::: Source document

BLM to Begin Using ‘Birth Control’ Vaccine on Utah Mustang Herd

The Bureau of Land Management recently announced plans to begin using the PZP vaccine on the Onaqui herd of Utah.

John Harwood/Flickr/CC

John Harwood/Flickr/CC

The Bureau of Land Management, charged with overseeing America’s wild horse herds, recently announced that the Onaqui herd of Toole County in Utah will be darted with the PZP vaccine in an effort to control populations. The Porcine Zona Pellucida “birth control” vaccine is derived from pig egg cells and stimulates an immune response in horses that prevents fertilization of eggs. This drug, shortened to PZP, allows normal herd behavior to continue but merely prevents mares from getting pregnant. The vaccine typically lasts about a year.

PZP is nothing new to animal management: the drug is used on game reserves and in zoos all over the world to keep animals at a sustainable number, preventing destruction of habitat and slow death by starvation. It’s nothing new to the horse world, either: the famous Chincoteague pony herds have been receiving PZP vaccines for years to keep herd numbers at a level that’s supportable by the limited island environment. PZP isn’t even new to mustangs: 35 sites use the vaccine to manage herds, most famously the Pryor Mountain herd on the Wyoming/Montana border.

::::::

Instructions for the task: Quote the passage of the article on the PZP vaccine that opens with the words "BLM to Begin" and closes with "herd of Utah.". The stored records are separate material and are not part of the article on the PZP vaccine.

::: Material shown

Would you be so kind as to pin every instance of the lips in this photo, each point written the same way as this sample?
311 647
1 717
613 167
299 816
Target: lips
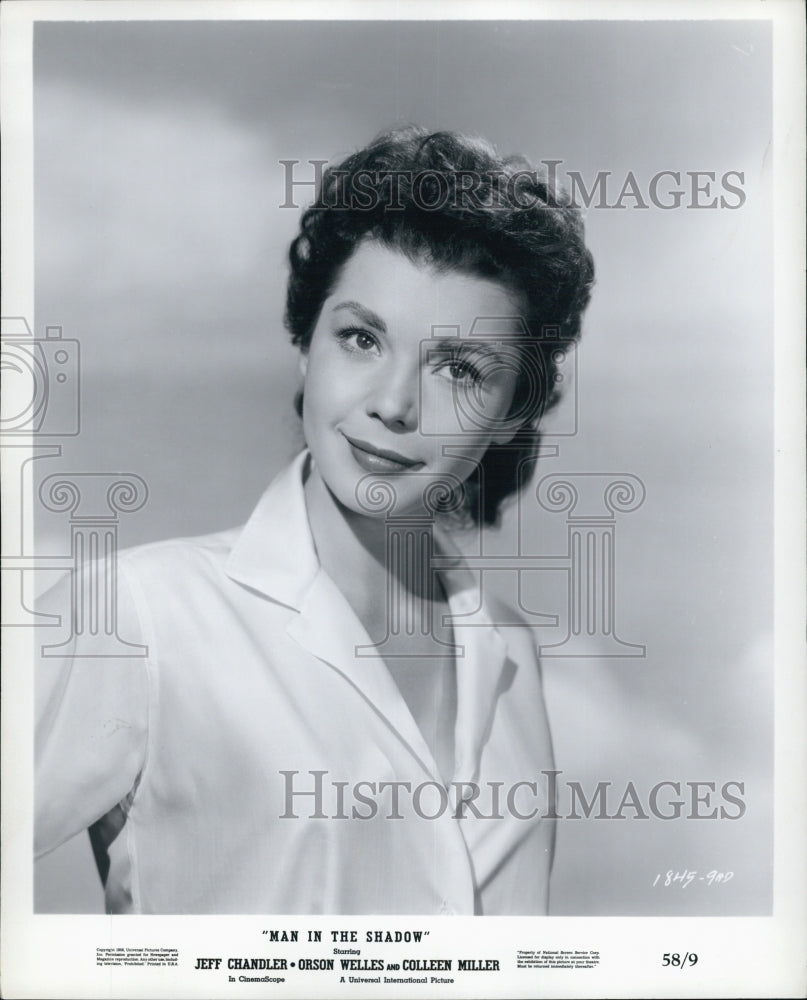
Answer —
373 459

::::::

Response to this exercise:
BLM to Begin Using ‘Birth Control’ Vaccine on Utah Mustang Herd

The Bureau of Land Management recently announced plans to begin using the PZP vaccine on the Onaqui herd of Utah.